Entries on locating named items
* * * *
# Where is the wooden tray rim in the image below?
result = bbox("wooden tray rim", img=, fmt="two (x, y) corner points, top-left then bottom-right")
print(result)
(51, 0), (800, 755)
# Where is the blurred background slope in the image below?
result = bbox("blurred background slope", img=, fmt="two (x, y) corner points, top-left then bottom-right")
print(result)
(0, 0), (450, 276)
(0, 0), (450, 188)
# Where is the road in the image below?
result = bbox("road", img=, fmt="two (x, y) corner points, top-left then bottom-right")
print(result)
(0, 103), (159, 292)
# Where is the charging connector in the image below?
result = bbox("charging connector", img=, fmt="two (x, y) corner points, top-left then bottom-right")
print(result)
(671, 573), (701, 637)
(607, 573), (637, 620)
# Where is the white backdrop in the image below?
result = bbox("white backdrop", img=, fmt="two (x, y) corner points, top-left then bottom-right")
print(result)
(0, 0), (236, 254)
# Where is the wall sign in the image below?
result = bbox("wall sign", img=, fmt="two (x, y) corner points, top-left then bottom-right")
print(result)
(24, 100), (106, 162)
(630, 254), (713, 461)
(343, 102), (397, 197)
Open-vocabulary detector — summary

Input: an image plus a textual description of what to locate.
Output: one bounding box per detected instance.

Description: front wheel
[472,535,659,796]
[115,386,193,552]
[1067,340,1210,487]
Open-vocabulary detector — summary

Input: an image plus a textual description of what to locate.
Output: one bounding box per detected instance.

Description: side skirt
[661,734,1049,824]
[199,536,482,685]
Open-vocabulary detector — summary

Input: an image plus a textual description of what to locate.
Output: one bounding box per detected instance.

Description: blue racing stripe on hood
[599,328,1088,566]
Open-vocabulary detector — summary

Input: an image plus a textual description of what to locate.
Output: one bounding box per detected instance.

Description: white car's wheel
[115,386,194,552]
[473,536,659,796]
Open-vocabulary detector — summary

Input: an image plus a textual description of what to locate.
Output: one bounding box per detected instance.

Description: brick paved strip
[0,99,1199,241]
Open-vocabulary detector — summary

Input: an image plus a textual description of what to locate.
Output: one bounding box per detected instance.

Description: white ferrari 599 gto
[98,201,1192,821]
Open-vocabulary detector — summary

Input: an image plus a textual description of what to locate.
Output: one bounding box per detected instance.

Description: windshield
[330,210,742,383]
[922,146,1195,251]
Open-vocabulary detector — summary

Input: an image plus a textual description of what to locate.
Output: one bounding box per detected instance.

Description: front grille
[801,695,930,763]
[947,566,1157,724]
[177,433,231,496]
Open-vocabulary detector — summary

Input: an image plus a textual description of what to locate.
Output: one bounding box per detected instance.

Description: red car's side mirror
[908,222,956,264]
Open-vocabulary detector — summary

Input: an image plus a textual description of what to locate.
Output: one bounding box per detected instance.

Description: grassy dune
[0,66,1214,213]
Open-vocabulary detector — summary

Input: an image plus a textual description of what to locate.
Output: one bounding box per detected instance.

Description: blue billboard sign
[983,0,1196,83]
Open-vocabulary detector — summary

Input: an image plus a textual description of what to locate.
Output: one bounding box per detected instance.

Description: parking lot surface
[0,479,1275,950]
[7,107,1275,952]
* * * *
Could you rewrite the lines from the very first one above through the line holding "(0, 0), (236, 254)", both included, as a numbered list with any blank lines left out?

1. # Where is the wooden tray rim in the image below?
2. result = bbox("wooden tray rim", img=, fmt="two (x, y) corner points, top-left then bottom-right")
3. print(result)
4. (51, 0), (800, 755)
5. # Where is the blurred background slope in the image below?
6. result = bbox("blurred background slope", img=, fmt="two (x, y) corner points, top-left then bottom-right")
7. print(result)
8. (0, 0), (450, 276)
9. (0, 0), (450, 188)
10. # Where is the road in the image below?
11. result = bbox("road", img=, fmt="two (x, y) corner points, top-left then bottom-right")
12. print(result)
13. (0, 103), (159, 292)
14. # Where is the charging connector in the image below?
15. result = bbox("charging connector", img=, fmt="two (x, y) corner points, top-left then bottom-right")
16. print(result)
17. (671, 573), (701, 637)
18. (607, 573), (637, 620)
19. # Where is the white backdrop in the image below?
20. result = bbox("white backdrop", img=, fmt="two (x, y) corner points, top-left then bottom-right")
21. print(result)
22. (0, 0), (236, 254)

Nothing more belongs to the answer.